What you need to do:
Write out, character for character, the line containing "For the evaluation set, locate the neighbor's" and all lines after it up to the end of the listing.

Excerpt from a dataset:
[START]

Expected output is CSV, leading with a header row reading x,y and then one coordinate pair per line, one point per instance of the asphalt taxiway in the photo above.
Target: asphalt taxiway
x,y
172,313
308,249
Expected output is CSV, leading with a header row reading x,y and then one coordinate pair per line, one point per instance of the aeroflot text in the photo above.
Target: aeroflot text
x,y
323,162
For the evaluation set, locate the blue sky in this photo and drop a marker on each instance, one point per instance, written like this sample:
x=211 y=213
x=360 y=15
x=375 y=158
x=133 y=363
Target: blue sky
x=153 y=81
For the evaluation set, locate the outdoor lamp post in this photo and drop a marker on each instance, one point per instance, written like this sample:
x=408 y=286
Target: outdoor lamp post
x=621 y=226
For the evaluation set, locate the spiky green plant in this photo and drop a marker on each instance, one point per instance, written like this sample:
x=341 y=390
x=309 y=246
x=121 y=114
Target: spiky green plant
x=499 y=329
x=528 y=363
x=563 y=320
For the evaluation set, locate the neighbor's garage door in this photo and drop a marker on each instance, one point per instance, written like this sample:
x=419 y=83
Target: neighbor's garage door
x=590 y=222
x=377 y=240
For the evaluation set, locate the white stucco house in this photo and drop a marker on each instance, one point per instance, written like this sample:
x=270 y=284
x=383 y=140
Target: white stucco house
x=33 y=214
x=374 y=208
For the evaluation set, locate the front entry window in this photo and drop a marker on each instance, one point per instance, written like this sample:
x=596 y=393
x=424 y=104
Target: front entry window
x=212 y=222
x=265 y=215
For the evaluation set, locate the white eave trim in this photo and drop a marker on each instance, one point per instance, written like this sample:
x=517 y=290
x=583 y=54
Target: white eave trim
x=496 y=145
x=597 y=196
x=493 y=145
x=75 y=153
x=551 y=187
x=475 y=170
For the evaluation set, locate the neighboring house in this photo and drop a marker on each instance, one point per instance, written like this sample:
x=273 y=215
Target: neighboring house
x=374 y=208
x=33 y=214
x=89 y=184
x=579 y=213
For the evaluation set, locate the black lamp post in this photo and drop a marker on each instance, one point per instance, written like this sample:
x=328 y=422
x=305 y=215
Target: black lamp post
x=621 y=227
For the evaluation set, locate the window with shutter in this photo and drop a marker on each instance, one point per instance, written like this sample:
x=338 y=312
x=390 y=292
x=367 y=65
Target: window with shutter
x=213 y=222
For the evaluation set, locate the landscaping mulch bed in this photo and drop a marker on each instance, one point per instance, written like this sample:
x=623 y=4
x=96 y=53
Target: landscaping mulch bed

[END]

Output of the task:
For the evaluation set, locate the neighbor's garage door in this photo and drop a marker on each instance, one point per instance, written like this sample:
x=419 y=83
Target: neighbor's garage door
x=590 y=222
x=377 y=240
For the evaluation set, locate the white stucco house in this photo and drop a marker on each instance, one point per instance, written like this sample:
x=270 y=284
x=383 y=140
Target: white stucco house
x=33 y=214
x=374 y=208
For the evaluation set, locate the front entry window in this photo and drop a marker on each instance, one point per instance, written like this sample:
x=596 y=393
x=424 y=104
Target: front entry window
x=212 y=222
x=265 y=215
For the evaluation set, locate the white eave trim in this photo and drop a marker on each instance, one point per instance, written like this sample:
x=517 y=290
x=583 y=54
Target: white eave trim
x=496 y=145
x=597 y=196
x=493 y=145
x=75 y=153
x=551 y=187
x=475 y=170
For the evaluation set, locate the neighboring house in this photo and drop a marker on each instance, one point per instance, written like this sample:
x=273 y=215
Target: neighboring house
x=374 y=208
x=33 y=214
x=89 y=184
x=579 y=213
For the evaluation set, locate the black lamp post in this photo and drop a marker on each instance, one point per instance, written like this sample:
x=328 y=422
x=305 y=215
Target: black lamp post
x=621 y=227
For the evaluation set, locate the window with shutter in this photo and drop a marker on each instance, one point per instance, written like this sample:
x=338 y=312
x=390 y=292
x=367 y=65
Target: window with shutter
x=213 y=222
For the evaluation set, locate the landscaping mulch bed in this photo and drop a marker on each instance, one point per instance, written like this sample:
x=623 y=4
x=96 y=53
Target: landscaping mulch bed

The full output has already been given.